>> start Raw records
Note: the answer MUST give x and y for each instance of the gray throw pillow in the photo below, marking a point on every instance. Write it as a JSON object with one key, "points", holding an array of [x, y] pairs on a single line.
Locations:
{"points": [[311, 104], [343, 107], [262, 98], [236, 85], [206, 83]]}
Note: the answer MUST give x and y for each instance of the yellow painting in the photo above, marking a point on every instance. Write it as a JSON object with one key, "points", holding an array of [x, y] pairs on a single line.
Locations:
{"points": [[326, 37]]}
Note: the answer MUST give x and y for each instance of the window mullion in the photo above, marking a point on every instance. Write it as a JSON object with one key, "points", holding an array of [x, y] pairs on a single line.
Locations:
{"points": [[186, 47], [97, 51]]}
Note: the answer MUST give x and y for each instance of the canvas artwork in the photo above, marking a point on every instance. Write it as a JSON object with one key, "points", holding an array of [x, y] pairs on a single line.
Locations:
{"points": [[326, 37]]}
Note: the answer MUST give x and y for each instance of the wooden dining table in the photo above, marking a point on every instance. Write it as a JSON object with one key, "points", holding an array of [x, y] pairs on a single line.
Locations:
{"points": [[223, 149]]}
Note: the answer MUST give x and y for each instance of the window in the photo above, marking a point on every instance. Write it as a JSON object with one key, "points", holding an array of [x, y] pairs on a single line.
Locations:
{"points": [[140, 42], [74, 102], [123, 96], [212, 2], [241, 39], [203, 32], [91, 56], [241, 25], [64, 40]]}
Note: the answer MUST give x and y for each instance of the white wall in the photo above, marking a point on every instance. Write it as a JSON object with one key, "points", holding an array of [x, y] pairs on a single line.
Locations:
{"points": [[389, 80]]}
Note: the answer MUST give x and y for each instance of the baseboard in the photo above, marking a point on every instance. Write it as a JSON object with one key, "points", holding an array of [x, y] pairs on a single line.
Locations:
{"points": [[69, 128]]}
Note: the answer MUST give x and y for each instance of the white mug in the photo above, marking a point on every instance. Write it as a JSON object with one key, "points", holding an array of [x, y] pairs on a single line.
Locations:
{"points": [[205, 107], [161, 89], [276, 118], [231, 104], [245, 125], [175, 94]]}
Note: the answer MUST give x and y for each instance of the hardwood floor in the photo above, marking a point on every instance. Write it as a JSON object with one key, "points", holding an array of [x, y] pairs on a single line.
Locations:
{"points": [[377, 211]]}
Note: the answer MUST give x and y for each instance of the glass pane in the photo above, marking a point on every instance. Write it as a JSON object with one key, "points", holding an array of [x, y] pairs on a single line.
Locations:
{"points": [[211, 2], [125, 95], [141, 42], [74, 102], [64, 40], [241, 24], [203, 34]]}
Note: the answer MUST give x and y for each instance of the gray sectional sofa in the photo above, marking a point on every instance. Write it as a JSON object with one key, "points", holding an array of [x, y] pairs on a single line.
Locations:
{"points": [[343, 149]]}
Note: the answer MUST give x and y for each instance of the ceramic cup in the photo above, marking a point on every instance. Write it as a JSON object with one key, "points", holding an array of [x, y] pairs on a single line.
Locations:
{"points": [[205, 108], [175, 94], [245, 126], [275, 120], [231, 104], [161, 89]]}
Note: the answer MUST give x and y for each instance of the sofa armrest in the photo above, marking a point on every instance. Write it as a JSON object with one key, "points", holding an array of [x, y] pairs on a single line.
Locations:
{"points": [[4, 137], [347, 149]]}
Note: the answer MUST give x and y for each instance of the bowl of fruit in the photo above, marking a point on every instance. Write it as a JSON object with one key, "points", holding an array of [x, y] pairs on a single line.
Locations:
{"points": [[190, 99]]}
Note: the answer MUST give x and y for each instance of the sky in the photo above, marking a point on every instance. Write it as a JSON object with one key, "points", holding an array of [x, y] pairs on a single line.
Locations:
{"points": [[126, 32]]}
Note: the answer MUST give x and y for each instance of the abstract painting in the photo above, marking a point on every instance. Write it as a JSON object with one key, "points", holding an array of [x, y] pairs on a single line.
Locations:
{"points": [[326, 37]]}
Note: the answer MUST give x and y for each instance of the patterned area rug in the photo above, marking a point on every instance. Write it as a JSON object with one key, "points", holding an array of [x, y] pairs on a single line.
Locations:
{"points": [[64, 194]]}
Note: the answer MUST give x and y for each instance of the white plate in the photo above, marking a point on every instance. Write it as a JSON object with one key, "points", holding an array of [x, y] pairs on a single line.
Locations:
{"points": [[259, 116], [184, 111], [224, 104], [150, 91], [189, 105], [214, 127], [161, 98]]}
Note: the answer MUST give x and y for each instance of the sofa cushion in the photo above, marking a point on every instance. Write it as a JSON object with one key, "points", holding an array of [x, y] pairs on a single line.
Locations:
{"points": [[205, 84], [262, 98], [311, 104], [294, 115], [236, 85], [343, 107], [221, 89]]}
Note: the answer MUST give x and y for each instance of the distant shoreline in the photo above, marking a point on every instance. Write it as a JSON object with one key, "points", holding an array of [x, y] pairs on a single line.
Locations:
>> end Raw records
Problem: Starting at the line containing "the white plate" and continuing through the end of the records, change "single line" to "one line". Return only those lines, with everything else in them left as it is.

Answer below:
Note: the answer MUST give x and y for each instance of the white plate in the photo above, marking a point on every instance. Write it as a JSON object with one key, "points", holding an array of [x, y] pairs on a one line.
Locations:
{"points": [[259, 116], [184, 111], [224, 104], [150, 91], [189, 105], [214, 127], [161, 98]]}
Note: the answer MUST give x and y for each instance of the sofa cushion in the photo above, marking a point on every instance. Write it as a JSON object with one key, "points", holding an array of [x, y] pairs on a one line.
Locations:
{"points": [[205, 84], [262, 98], [311, 104], [294, 115], [236, 85], [343, 107], [221, 89]]}
Note: the answer MUST give x and y for each instance of the distant shoreline in the photo above, marking a point on every instance. Write it as a JSON object with one key, "points", holding an array of [x, y] pairs on a one line.
Locations:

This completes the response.